**EXTRACT TO READ:**
Cardiac Surgery Requires Increasingly Skilled Team

By Dan Teller, PA-C, Vice President of Cardiac Services

I started my career in cardiac surgery nearly 40 years ago. The advances that I’ve witnessed in terms of procedures, medicines and machines have transformed the nature and the effectiveness of the cardiac OR. While we still have heart and lung machines in the OR that pump and oxygenate blood, the technical sophistication of an operation has increased dramatically. The result is that more patients not only live but return to their normal lives much sooner.

In the early 1980s, the average cardiac surgical patient was intubated for 24 hours and then spent three days in the ICU. If they did well, they went home about a week later. Today, that patient is only intubated for four hours, are up and walking on day one and go home typically on day 4 or 5.

Back then if you had a complicated heart problem, the only device that was used was the intraaortic balloon pump. While we still have them, they are used much less frequently because we have so many more tools in our arsenal. We used to do frequent surgical aortic valve replacements, which requires opening up the chest; However, those have been essentially replaced by transcatheter aortic valve replacements (TAVRs), which are less invasive and offer faster recovery times.

Stored items from a collection

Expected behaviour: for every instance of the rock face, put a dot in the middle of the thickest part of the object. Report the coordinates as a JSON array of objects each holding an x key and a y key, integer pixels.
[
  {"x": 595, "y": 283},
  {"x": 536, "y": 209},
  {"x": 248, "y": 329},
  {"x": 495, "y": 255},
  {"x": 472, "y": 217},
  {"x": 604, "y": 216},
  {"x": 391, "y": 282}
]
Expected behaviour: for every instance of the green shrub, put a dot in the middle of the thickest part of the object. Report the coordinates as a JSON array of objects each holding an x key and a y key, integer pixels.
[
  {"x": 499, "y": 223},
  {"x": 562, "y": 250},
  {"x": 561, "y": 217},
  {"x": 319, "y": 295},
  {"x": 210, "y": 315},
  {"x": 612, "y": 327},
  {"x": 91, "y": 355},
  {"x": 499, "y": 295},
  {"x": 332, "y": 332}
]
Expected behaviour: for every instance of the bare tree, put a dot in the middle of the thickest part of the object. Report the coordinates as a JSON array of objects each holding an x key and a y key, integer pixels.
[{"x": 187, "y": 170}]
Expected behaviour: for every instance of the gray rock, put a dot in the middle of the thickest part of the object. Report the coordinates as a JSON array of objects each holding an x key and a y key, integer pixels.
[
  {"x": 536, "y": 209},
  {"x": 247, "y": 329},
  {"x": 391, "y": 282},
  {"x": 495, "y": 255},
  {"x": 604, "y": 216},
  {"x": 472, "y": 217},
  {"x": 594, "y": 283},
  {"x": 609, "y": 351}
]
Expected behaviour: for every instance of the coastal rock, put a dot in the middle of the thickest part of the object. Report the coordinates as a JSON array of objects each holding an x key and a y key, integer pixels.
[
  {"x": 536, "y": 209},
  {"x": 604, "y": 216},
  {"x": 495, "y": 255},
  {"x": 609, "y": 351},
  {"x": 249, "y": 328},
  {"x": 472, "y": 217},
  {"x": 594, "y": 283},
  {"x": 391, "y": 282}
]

**PROBLEM 1:** Decide whether each statement agrees with the article on cardiac surgery, answering yes or no and quoting the deciding words. (a) The author began working in cardiac surgery nearly 40 years ago. (b) Heart and lung machines are no longer found in the cardiac OR. (c) In the early 1980s, the average cardiac surgical patient spent three days in the ICU.
**PROBLEM 2:** Extend the article on cardiac surgery, beginning after its final sentence.

**ANSWER BOX 1:**
(a) Yes: "I started my career in cardiac surgery nearly 40 years ago."
(b) No: "While we still have heart and lung machines in the OR that pump and oxygenate blood"
(c) Yes: "In the early 1980s, the average cardiac surgical patient was intubated for 24 hours and then spent three days in the ICU."

**ANSWER BOX 2:**
Similarly, endoscopic procedures to harvest a vein for use in bypass surgeries have also made those procedures less invasive. We used to open up someone’s leg to get the needed blood vessel through a long incision and now it is done through a couple of small incisions. Today, we’re more aggressive about complete arterial revascularization and endoscopically remove the radial artery in your arm through a small incision by your wrist.

Advances in medicines have also improved outcomes and the quality of patients’ lives. Historically, you could count the medicines we had in our arsenal on one hand; now we have dozens, and they keep getting better. For example, it wasn’t that long ago that statins, aspirin, and Beta blockers were not a standard drug for heart disease. Now they are prescribed by your primary care physician and have helped stave off surgery for thousands of patients.

Of course, the devices and machines that enable these advanced procedures have and continue to evolve as well. Many people have heard of the ECMO (Extracorporeal Membrane Oxygenation) machine due to the pandemic because it provided oxygen to the blood of severely challenged COVID patients. Those machines are placed by the cardiac teams on staff. We also have a variety of devices such as the left atrial clip which reduces stroke risk in atrial fibrillation, as well as left and right ventricular assist devices (LVADs) (Impella) to assist the heart in pumping blood.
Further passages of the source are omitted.